▶ **Source document**:

The value of the federal minimum wage has declined 24 percent since 1968. If we re-established the relationship between the minimum wage and the overall median wage to its 1968 level, we would raise wages for 35 million people, a full quarter of the workforce.


It is the pushed rhetoric that the blame rests on these workers themselves as oppossed to the giants who are really to blame for their greedy self interest and manipulation to ensure profits remain high, at the cost of wages remaining low (The biggest cost any employer faces), whilst pushing well crafted propaganda to ensure those who do not feel the pinch as hard blame those that do. People who earn more money are obviously somewhat annoyed they pay towards public programs that support those earning less, blaming them however when in actual fact they are the vitcims of corporate domination is just wrong. In actual fact you are paying support for those people and familys so that TPTB can run away with everyones money. A pretty good divisionary tactic for the elitists and one of the many in use today. Surprising just how many people fall for it.

▶ **Dataset**:

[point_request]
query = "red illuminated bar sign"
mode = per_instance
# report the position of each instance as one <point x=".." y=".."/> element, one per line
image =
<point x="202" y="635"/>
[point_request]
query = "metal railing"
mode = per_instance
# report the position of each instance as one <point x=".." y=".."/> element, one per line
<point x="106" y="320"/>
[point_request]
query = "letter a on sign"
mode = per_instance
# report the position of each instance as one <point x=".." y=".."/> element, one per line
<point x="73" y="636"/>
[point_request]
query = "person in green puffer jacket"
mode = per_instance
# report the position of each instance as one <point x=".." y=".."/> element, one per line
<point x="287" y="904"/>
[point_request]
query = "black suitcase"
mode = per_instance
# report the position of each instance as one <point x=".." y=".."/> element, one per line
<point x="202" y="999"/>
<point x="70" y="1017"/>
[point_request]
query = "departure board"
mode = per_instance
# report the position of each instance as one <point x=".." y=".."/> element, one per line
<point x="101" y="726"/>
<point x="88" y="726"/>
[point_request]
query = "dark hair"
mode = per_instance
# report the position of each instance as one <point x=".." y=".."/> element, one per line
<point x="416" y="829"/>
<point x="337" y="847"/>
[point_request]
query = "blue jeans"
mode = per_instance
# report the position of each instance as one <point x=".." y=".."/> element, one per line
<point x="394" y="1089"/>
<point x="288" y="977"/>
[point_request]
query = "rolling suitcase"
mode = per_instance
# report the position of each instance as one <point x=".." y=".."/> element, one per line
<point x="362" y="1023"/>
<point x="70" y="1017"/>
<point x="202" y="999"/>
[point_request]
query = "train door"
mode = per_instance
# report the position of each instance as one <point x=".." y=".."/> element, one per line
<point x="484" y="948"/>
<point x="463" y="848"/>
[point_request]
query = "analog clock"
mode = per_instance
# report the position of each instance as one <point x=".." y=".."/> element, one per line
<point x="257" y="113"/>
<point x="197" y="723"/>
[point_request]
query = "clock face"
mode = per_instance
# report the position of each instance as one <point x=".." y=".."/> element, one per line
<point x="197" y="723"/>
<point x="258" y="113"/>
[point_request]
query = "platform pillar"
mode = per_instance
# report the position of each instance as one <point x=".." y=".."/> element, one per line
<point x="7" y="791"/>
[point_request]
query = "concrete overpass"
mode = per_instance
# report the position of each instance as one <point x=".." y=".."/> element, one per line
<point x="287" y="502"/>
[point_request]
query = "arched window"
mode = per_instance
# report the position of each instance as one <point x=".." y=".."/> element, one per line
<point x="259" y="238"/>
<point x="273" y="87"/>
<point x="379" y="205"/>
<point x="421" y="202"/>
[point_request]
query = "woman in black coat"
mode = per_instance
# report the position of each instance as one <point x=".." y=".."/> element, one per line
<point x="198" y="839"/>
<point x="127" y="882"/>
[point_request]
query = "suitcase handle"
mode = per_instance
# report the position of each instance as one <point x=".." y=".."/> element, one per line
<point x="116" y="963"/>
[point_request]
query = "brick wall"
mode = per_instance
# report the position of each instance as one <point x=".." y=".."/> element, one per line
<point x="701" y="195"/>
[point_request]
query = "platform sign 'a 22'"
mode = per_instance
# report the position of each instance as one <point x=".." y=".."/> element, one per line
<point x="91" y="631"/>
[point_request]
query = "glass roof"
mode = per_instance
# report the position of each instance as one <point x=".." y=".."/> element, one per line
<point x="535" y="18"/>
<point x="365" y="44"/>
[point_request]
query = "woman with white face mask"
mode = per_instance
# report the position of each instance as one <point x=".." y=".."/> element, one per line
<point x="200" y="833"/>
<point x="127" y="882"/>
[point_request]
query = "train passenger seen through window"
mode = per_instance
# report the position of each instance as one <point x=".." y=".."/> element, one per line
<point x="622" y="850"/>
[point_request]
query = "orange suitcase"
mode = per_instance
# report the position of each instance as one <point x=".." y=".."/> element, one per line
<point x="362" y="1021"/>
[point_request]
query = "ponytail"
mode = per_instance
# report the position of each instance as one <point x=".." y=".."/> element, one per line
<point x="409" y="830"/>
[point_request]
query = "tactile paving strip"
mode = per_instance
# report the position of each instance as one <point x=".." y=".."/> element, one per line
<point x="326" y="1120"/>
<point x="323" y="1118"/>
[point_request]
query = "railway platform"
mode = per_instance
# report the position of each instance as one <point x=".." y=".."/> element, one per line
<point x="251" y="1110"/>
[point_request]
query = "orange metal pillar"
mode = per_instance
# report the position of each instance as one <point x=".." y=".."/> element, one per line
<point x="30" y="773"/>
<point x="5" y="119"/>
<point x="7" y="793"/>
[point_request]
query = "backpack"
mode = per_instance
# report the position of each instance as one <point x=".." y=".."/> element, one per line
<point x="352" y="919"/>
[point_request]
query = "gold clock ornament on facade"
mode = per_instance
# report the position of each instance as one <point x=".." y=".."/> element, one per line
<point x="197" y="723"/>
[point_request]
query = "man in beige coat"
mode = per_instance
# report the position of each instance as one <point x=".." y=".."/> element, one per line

▶ **The tasks**:
1. Please copy the minimum wage passage, from "It is the pushed" up to and including "fall for it.".
2. Carry on the minimum wage passage from its final sentence onward.

▶ **Expected outputs**:
1.
It is the pushed rhetoric that the blame rests on these workers themselves as oppossed to the giants who are really to blame for their greedy self interest and manipulation to ensure profits remain high, at the cost of wages remaining low (The biggest cost any employer faces), whilst pushing well crafted propaganda to ensure those who do not feel the pinch as hard blame those that do. People who earn more money are obviously somewhat annoyed they pay towards public programs that support those earning less, blaming them however when in actual fact they are the vitcims of corporate domination is just wrong. In actual fact you are paying support for those people and familys so that TPTB can run away with everyones money. A pretty good divisionary tactic for the elitists and one of the many in use today. Surprising just how many people fall for it.

2.
Low Wages Cost U.S. Taxpayers $152.8 Billion Each Year in Public Support for Working Families

Stagnating wages and decreased benefits are a problem not only for low-wage workers who increasingly cannot make ends meet, but also for the federal government as well as the 50 state governments that finance the public assistance programs many of these workers and their families turn to. Nearly three-quarters (73 percent) of enrollees in America’s major public support programs are members of working families;4 the taxpayers bear a significant portion of the hidden costs of low-wage work in America.


This constant dislike, resentment and sometimes pure hatred of the victims who have done nothing wrong except be forced to work for increasingly poor returns, All to keep prices down and profits up, is ridiculous. They may recieve public support, but its the companies that profit it from this, and those who are not struggling as hard pay the bill.



The poor economic outcomes of workers that result from corporate lobbying efforts are scandalous considering the economy’s net productivity has increased 93 percent since 1968 and low-wage workers have far more education today. Employers steal billions in wages from their workers every year because of a lack of will and/or government resources to adequately enforce labor standards. Meanwhile, the powerful lobbies work to effectively disempower workers by convincing legislatures to water down collective bargaining rights and weaken unions.


The current state of affairs are bad enough, the way victimisation of the poor is encouraged and enacted though is quite worrying.




www.epi.org...
laborcenter.berkeley.edu...
laborcenter.berkeley.edu...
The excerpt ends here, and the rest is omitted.